### Work to be completed
Report the number of lines in the data below where the string "target" shows up, and only that number.

- - -

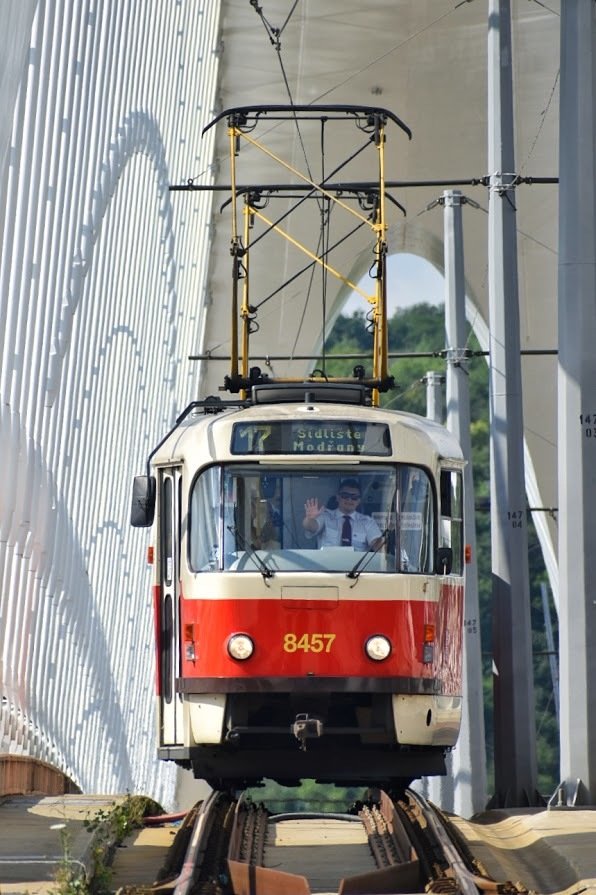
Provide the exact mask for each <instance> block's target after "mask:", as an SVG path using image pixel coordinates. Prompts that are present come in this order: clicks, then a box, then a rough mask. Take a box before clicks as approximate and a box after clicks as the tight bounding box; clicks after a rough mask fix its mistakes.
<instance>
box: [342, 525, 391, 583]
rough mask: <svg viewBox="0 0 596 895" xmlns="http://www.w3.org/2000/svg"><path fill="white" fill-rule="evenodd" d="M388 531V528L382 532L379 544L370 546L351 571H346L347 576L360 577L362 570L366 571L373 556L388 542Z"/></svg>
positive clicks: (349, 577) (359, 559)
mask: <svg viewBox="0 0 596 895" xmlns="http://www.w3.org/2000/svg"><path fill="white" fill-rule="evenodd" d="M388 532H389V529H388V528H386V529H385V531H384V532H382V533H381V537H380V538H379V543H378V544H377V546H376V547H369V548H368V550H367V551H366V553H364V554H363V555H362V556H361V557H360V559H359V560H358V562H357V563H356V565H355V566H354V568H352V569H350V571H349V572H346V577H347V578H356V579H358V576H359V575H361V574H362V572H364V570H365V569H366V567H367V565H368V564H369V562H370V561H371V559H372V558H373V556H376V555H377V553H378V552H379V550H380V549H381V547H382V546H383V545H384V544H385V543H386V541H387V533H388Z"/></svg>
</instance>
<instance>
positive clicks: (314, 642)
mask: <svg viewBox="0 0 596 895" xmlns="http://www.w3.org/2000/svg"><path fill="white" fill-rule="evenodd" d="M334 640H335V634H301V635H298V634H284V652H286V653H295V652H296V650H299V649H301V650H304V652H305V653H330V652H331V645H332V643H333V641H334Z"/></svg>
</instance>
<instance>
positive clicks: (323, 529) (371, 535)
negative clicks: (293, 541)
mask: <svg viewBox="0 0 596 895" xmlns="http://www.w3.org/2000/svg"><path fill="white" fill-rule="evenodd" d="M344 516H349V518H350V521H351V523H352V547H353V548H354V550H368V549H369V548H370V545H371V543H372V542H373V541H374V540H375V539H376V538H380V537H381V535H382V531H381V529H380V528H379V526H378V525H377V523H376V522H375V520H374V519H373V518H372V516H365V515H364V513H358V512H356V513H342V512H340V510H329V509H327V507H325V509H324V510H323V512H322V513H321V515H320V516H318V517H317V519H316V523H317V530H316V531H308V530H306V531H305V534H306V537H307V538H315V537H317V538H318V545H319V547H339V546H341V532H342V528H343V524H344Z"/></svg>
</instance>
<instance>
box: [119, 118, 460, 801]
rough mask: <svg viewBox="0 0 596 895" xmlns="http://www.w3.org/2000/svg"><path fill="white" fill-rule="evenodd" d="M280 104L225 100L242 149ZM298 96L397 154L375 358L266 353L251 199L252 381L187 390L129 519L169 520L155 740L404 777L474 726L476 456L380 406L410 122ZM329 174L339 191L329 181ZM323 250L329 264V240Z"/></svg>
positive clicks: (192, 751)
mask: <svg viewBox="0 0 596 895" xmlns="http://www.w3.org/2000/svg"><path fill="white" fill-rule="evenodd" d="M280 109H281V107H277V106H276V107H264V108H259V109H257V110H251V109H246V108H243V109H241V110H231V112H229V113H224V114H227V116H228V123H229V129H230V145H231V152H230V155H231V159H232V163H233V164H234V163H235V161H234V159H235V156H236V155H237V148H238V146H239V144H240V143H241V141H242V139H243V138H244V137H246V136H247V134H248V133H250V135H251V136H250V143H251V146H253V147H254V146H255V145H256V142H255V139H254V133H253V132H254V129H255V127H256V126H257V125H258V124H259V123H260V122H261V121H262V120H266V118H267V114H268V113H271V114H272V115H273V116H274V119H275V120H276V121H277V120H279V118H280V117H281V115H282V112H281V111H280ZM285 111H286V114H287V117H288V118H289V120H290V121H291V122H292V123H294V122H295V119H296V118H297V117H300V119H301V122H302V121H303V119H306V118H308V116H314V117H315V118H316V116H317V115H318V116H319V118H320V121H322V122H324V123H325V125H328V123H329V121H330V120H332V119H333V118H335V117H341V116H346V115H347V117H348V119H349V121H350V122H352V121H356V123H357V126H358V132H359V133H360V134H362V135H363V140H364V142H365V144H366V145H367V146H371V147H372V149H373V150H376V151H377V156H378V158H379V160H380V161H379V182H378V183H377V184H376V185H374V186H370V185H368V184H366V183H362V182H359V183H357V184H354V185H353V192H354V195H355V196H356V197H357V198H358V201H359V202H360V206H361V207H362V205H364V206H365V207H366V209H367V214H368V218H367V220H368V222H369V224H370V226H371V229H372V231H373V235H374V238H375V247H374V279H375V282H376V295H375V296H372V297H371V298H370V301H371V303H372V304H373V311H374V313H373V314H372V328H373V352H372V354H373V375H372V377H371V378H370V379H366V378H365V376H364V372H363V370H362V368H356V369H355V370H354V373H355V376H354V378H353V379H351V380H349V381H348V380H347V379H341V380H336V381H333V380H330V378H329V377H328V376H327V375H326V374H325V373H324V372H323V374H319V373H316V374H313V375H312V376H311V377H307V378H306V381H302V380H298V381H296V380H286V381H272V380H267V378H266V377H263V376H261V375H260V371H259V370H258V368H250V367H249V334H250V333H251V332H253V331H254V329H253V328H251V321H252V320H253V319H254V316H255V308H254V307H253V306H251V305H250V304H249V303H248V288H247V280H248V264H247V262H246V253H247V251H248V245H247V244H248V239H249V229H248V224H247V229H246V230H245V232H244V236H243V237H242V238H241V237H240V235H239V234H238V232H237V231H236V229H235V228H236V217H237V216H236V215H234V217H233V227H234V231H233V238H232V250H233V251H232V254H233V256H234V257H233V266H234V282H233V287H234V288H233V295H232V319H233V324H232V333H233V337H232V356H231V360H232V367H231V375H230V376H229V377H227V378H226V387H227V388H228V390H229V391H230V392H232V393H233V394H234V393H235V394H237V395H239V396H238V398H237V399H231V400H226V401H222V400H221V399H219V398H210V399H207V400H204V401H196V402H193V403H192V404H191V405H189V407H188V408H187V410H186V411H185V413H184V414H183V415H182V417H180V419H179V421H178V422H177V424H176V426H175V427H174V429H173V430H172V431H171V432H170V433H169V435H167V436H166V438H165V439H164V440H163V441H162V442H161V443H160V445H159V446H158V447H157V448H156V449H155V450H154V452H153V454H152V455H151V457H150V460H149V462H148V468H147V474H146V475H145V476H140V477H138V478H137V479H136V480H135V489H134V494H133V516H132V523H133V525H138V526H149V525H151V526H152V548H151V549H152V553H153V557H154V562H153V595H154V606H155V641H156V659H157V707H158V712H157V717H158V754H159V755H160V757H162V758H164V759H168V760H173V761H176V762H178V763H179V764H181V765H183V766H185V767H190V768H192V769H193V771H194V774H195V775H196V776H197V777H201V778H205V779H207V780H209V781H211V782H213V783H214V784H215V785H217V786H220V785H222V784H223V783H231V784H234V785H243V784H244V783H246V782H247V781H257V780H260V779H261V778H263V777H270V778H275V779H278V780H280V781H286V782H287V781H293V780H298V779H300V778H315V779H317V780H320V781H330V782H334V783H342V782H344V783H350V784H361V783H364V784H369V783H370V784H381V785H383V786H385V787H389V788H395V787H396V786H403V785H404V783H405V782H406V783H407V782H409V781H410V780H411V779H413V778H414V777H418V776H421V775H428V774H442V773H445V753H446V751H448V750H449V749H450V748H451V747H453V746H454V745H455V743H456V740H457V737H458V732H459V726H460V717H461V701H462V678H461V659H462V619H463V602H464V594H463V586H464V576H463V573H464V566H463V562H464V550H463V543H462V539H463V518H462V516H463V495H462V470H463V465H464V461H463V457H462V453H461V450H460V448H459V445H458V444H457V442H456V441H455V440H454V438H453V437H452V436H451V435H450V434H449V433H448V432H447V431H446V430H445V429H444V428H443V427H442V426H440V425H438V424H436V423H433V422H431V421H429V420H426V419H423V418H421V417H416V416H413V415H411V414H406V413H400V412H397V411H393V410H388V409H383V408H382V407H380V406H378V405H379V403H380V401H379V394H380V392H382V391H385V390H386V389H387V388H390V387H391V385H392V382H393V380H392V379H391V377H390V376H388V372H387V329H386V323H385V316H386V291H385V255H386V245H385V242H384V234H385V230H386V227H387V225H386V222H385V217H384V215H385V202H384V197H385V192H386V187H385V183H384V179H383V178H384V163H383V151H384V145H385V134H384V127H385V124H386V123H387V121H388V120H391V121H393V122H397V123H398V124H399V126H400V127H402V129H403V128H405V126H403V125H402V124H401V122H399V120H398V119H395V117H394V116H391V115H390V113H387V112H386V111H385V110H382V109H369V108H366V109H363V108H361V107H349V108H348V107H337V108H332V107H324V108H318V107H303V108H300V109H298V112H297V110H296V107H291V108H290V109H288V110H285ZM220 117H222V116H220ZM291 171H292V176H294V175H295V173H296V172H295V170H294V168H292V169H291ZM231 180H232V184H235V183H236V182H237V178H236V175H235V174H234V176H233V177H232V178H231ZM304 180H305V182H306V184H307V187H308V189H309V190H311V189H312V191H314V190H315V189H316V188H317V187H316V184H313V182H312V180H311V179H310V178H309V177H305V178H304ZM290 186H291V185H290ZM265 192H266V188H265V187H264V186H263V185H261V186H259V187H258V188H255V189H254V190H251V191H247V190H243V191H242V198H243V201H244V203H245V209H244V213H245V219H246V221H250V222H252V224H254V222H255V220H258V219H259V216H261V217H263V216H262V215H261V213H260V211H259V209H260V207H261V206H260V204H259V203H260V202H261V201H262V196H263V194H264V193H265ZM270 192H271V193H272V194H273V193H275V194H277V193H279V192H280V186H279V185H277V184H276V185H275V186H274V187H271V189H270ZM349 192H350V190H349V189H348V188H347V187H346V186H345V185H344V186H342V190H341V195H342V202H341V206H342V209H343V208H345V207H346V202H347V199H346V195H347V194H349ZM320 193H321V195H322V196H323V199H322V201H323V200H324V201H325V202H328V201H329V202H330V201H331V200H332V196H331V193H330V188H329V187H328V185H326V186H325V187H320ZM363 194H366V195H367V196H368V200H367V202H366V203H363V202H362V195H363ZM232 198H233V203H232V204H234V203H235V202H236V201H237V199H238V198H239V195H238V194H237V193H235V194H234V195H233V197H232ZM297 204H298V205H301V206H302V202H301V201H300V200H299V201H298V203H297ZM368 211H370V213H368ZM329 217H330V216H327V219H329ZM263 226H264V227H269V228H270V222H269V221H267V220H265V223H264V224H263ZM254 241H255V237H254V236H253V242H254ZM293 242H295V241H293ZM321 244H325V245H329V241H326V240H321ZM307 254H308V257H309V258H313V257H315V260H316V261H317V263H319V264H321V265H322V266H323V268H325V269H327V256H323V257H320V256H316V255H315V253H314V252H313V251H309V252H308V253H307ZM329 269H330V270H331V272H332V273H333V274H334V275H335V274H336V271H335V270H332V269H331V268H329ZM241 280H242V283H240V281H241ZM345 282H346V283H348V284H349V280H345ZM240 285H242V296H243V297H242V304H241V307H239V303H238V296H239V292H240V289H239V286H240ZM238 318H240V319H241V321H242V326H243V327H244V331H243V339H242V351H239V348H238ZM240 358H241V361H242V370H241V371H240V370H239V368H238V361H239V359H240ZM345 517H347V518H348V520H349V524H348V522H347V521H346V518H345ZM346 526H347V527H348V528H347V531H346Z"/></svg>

- - -

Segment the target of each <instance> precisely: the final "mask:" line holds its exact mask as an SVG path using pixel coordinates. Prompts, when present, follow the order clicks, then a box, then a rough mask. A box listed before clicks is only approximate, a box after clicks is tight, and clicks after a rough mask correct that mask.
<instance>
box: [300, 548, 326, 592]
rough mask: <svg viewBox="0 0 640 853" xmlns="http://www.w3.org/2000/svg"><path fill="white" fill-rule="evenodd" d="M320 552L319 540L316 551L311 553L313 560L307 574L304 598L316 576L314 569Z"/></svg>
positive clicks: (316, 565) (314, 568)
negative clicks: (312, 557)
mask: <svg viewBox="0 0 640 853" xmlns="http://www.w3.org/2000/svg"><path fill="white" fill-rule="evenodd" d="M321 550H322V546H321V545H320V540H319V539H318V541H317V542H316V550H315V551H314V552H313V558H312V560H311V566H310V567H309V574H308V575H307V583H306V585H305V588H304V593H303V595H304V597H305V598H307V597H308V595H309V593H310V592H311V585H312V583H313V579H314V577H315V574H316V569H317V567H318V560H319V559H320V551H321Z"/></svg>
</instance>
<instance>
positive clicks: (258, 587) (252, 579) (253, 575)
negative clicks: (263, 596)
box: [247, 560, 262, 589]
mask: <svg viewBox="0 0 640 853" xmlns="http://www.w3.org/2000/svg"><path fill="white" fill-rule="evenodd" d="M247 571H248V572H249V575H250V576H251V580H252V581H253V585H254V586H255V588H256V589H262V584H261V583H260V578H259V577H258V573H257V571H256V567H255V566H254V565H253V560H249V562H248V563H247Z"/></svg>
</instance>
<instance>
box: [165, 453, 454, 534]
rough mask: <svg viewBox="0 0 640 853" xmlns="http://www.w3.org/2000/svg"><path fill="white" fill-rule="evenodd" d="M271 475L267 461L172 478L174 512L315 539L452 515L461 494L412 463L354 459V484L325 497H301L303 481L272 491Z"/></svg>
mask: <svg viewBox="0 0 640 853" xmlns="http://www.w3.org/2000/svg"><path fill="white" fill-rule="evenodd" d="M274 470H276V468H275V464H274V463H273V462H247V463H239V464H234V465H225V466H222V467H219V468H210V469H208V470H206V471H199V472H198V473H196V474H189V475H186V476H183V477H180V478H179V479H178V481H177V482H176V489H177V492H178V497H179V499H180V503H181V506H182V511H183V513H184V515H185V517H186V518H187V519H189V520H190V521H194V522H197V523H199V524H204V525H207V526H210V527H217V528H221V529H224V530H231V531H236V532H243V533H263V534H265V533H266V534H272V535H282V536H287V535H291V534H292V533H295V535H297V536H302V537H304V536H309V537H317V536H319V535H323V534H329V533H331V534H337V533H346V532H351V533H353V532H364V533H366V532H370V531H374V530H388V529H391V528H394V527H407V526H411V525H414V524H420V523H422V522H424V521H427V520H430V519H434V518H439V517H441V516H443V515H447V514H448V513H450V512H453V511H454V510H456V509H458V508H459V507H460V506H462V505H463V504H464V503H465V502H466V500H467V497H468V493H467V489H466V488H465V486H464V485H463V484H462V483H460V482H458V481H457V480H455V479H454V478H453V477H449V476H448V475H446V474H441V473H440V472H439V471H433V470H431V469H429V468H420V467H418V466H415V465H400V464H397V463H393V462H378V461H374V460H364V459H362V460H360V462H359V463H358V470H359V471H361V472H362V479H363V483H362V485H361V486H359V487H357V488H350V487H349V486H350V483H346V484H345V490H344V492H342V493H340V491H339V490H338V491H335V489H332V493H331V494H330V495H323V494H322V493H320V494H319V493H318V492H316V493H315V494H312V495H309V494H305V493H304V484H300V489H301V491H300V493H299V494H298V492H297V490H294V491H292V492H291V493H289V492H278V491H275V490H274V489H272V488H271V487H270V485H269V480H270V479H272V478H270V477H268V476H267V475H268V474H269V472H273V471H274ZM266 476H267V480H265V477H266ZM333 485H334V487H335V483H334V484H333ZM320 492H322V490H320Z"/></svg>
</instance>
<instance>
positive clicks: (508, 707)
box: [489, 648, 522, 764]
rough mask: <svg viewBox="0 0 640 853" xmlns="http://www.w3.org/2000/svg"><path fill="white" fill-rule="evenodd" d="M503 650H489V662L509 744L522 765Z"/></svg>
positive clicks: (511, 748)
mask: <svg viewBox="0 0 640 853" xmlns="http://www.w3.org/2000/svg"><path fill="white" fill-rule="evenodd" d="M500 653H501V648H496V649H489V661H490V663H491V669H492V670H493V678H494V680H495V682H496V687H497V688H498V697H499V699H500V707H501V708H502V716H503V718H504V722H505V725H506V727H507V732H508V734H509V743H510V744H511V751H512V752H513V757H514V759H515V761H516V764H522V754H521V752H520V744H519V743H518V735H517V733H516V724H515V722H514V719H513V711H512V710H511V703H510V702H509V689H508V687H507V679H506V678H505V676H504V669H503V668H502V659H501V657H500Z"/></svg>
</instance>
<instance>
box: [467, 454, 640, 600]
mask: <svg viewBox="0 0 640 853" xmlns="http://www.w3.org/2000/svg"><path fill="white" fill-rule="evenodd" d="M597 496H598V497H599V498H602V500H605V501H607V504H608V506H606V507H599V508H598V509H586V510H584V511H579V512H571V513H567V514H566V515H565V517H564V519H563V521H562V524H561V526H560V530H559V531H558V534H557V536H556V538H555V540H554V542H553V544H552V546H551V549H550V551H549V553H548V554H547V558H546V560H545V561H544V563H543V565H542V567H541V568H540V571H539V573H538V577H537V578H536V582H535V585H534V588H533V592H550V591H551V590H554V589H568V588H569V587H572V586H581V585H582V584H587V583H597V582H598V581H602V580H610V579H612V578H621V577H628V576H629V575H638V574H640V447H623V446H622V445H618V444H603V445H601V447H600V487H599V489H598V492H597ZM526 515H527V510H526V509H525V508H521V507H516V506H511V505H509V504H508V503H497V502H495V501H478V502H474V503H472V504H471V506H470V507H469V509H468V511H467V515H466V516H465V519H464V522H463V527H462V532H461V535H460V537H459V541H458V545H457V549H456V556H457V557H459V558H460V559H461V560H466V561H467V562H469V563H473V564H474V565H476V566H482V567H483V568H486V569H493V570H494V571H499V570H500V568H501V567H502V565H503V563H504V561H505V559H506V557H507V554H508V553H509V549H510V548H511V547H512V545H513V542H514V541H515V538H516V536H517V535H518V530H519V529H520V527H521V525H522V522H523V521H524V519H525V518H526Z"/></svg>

- - -

### Problem solution
2